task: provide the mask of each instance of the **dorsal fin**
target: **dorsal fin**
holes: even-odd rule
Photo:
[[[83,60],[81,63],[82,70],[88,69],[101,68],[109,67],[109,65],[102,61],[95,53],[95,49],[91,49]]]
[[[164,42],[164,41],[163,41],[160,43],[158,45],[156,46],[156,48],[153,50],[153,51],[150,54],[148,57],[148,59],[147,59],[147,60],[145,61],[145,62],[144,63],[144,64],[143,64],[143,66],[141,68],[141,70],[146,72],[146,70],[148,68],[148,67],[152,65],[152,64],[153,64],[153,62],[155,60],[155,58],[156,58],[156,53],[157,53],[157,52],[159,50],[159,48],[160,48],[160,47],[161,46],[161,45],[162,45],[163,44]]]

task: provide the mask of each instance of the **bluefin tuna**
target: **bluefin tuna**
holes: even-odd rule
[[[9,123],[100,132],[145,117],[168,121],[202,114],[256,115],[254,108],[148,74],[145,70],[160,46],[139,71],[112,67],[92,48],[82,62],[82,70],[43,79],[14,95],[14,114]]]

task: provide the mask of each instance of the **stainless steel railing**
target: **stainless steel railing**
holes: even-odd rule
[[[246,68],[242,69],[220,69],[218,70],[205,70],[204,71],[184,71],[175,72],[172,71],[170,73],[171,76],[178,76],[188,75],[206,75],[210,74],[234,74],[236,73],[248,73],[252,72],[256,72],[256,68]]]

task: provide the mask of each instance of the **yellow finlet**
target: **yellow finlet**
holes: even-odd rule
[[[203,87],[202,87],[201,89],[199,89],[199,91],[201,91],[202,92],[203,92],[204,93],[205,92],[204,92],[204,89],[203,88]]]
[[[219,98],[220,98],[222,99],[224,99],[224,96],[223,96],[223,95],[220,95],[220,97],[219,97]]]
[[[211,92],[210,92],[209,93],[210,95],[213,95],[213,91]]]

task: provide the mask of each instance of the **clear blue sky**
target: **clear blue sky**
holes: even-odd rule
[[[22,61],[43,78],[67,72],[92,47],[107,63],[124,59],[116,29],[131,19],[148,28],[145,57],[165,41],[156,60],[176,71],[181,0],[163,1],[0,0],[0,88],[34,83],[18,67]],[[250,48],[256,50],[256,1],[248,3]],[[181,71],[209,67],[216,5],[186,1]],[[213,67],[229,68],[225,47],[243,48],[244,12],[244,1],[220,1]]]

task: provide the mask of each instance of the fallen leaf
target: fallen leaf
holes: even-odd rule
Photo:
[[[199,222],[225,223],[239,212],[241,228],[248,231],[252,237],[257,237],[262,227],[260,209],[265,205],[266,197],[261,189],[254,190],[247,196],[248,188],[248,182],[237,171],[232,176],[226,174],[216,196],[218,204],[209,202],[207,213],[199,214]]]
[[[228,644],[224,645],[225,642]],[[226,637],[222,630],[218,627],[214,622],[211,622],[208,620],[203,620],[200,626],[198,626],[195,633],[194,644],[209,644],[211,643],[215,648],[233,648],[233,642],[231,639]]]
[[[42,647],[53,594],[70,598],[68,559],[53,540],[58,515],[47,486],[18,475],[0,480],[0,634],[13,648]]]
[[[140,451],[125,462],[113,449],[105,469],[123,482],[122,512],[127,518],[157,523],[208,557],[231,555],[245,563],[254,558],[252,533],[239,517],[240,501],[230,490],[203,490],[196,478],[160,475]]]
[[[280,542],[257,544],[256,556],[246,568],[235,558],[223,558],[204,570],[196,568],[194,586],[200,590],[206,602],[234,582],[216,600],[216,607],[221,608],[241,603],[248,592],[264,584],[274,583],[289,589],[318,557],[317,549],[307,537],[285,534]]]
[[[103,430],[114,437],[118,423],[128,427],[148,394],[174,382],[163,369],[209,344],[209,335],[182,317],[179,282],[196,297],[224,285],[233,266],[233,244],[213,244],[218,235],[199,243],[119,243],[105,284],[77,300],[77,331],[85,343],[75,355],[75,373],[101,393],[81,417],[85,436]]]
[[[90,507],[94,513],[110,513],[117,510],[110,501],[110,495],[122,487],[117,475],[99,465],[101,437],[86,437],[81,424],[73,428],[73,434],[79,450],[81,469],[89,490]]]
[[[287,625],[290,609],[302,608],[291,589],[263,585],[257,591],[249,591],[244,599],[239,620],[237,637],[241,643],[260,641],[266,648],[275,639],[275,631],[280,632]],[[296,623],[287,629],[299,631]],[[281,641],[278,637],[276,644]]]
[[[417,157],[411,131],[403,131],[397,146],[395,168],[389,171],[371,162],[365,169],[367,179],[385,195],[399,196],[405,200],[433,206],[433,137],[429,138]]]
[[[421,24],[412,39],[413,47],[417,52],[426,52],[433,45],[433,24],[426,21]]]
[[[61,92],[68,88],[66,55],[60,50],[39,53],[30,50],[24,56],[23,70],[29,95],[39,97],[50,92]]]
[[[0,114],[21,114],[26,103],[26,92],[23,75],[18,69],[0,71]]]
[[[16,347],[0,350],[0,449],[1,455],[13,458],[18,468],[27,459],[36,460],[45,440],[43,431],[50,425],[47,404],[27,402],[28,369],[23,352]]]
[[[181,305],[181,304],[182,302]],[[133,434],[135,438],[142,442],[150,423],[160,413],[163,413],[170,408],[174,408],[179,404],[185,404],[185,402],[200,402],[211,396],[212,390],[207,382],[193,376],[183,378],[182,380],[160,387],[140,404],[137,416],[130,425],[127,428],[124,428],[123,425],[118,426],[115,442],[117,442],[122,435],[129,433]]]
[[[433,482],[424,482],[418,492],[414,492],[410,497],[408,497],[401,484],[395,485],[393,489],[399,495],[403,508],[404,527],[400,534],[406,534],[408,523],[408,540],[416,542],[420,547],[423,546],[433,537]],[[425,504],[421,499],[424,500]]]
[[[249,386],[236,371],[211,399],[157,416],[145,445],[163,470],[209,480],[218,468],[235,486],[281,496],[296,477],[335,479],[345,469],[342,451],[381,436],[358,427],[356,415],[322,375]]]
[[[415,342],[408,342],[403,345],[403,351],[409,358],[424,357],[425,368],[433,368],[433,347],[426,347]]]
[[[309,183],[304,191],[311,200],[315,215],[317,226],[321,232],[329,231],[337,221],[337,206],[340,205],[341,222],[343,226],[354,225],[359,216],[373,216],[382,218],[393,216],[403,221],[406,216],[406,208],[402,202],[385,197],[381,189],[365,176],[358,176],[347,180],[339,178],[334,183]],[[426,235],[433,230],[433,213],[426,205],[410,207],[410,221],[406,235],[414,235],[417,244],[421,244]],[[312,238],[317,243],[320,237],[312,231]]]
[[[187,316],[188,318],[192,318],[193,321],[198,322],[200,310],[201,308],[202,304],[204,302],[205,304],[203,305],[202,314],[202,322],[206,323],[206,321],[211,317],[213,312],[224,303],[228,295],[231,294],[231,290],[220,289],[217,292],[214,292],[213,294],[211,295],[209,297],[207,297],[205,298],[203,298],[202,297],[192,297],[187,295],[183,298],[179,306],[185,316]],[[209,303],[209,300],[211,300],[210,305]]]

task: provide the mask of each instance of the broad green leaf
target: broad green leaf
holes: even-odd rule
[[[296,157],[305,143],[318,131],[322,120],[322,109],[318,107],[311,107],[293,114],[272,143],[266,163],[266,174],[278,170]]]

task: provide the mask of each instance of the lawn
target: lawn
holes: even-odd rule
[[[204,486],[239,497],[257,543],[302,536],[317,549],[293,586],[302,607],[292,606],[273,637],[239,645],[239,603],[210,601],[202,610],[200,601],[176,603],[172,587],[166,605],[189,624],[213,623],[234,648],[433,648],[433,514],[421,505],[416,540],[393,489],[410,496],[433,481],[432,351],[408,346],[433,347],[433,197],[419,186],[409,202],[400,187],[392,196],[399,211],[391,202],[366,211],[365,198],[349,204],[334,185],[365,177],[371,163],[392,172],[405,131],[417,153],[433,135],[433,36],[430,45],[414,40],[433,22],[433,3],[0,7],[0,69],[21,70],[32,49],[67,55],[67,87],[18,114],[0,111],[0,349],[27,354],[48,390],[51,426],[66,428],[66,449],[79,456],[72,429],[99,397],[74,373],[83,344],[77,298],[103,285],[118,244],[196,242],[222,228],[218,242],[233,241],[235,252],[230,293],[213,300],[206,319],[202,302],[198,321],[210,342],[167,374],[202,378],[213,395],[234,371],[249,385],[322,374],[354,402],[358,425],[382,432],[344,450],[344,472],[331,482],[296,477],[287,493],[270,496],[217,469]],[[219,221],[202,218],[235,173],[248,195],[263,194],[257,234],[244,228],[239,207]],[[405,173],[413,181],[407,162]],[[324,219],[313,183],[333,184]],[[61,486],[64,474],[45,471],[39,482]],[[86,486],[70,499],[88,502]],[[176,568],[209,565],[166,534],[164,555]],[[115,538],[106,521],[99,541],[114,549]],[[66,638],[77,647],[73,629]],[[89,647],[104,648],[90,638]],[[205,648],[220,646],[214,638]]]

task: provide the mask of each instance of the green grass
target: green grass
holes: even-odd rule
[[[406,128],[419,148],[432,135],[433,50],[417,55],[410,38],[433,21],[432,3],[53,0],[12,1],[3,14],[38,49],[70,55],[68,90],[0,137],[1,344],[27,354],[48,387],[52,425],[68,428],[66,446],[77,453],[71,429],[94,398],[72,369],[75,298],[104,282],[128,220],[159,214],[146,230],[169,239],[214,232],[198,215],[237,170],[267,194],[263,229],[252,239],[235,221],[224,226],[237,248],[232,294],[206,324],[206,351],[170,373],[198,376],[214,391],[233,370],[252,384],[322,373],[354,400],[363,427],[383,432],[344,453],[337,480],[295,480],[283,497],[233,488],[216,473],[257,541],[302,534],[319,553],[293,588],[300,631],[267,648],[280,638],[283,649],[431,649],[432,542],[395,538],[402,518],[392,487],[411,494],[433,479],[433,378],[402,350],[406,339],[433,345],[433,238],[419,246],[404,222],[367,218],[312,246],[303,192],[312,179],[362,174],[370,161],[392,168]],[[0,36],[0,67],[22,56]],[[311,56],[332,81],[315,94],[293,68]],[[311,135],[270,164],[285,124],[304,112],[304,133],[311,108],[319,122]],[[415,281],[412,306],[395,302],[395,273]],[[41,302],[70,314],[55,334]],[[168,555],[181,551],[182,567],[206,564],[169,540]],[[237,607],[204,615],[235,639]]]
+ + +
→ **What the task requires**: Copy everything from the line containing "task: provide the mask of each instance of the green" down to the end of the records, keeping each line exactly as it appears.

→ **Solution for this problem**:
task: provide the mask of each instance of the green grass
target: green grass
holes: even-odd rule
[[[406,128],[419,148],[432,135],[433,50],[417,55],[410,38],[433,21],[432,3],[53,0],[12,1],[3,14],[38,49],[70,55],[68,90],[0,137],[1,344],[27,354],[48,387],[52,425],[68,428],[66,446],[77,453],[71,429],[94,398],[72,369],[75,298],[104,282],[128,220],[159,214],[146,230],[169,239],[214,232],[198,215],[237,170],[267,194],[263,229],[252,239],[235,221],[224,226],[237,248],[232,294],[206,324],[206,351],[170,373],[198,376],[214,391],[233,370],[252,384],[322,373],[354,400],[363,427],[383,432],[344,453],[337,480],[295,480],[283,497],[233,488],[216,473],[257,541],[302,534],[319,553],[293,588],[300,631],[267,648],[280,638],[283,649],[431,649],[432,542],[395,538],[402,518],[392,487],[411,494],[433,479],[433,378],[402,350],[406,339],[433,345],[433,238],[419,246],[404,222],[367,218],[312,246],[303,192],[312,179],[362,174],[370,161],[392,168]],[[0,36],[0,67],[22,56]],[[311,56],[332,81],[315,94],[293,68]],[[311,135],[270,164],[285,124],[304,112],[304,133],[311,108],[319,122]],[[415,281],[412,306],[395,302],[395,273]],[[41,302],[70,314],[55,334]],[[168,555],[181,551],[182,567],[206,564],[169,540]],[[237,607],[204,615],[235,639]]]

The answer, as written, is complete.